### GIVEN PROBLEM
Return, unchanged and in order, the lines below from the line with "Presence query — locate the dark" through the end of the rows.

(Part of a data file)
━━━━━━━━━━━━━━━━━━━━

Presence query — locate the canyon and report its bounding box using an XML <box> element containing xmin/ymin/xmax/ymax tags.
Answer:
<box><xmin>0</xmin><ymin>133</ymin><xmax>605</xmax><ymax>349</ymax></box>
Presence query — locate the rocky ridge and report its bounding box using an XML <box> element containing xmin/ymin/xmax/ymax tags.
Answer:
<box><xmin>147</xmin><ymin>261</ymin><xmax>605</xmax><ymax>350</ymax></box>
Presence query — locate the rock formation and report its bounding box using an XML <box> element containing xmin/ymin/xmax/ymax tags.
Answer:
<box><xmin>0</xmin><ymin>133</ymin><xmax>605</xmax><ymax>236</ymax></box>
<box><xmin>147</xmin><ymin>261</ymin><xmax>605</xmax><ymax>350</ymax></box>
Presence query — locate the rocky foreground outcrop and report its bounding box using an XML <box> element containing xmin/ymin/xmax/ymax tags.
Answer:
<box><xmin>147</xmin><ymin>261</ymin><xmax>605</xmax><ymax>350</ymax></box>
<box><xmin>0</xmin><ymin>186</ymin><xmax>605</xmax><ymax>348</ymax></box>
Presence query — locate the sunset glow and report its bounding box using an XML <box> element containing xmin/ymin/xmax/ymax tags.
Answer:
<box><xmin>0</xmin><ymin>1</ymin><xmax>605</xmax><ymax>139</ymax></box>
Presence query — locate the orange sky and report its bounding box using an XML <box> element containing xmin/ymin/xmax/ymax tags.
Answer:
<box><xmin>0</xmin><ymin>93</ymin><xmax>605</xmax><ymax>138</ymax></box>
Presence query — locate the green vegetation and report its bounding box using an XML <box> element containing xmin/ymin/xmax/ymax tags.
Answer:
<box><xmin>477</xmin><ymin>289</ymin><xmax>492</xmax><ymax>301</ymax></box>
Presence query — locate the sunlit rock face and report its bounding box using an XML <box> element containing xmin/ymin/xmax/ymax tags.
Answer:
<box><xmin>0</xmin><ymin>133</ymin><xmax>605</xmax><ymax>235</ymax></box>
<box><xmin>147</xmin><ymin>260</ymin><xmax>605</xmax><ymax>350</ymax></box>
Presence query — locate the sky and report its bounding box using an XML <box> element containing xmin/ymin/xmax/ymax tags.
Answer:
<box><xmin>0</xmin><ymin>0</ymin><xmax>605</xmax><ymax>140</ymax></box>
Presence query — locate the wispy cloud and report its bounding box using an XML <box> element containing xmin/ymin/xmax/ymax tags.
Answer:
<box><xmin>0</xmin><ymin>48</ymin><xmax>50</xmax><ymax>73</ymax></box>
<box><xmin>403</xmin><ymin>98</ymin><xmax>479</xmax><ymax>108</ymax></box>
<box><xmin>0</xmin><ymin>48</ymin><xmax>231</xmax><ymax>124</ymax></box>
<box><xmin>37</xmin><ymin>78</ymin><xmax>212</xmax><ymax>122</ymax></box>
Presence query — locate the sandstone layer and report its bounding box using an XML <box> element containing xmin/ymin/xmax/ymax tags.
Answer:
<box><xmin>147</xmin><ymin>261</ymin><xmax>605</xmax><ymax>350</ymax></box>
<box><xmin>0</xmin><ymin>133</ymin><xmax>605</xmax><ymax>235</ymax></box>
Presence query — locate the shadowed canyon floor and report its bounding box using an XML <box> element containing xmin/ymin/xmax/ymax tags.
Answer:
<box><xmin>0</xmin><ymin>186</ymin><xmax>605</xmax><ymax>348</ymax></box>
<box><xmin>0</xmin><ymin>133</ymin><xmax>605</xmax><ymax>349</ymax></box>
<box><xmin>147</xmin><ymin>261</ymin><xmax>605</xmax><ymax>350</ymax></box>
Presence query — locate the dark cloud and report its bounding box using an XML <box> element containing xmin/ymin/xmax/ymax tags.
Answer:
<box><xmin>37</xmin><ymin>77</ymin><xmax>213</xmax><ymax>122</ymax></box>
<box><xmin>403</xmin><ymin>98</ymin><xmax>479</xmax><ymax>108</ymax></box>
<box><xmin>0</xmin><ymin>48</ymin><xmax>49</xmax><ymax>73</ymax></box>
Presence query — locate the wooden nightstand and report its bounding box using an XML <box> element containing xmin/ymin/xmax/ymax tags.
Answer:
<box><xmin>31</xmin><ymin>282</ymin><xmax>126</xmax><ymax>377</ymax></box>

━━━━━━━━━━━━━━━━━━━━

### ANSWER TO THE EXERCISE
Presence query — locate the dark cloud and report its bounding box using an XML <box> element containing xmin/ymin/xmax/ymax tags.
Answer:
<box><xmin>37</xmin><ymin>77</ymin><xmax>213</xmax><ymax>122</ymax></box>
<box><xmin>403</xmin><ymin>98</ymin><xmax>479</xmax><ymax>108</ymax></box>
<box><xmin>0</xmin><ymin>48</ymin><xmax>49</xmax><ymax>73</ymax></box>
Presence query — locate the wooden nightstand and report its bounding box using an XML <box> element containing xmin/ymin/xmax/ymax tags.
Answer:
<box><xmin>31</xmin><ymin>282</ymin><xmax>126</xmax><ymax>377</ymax></box>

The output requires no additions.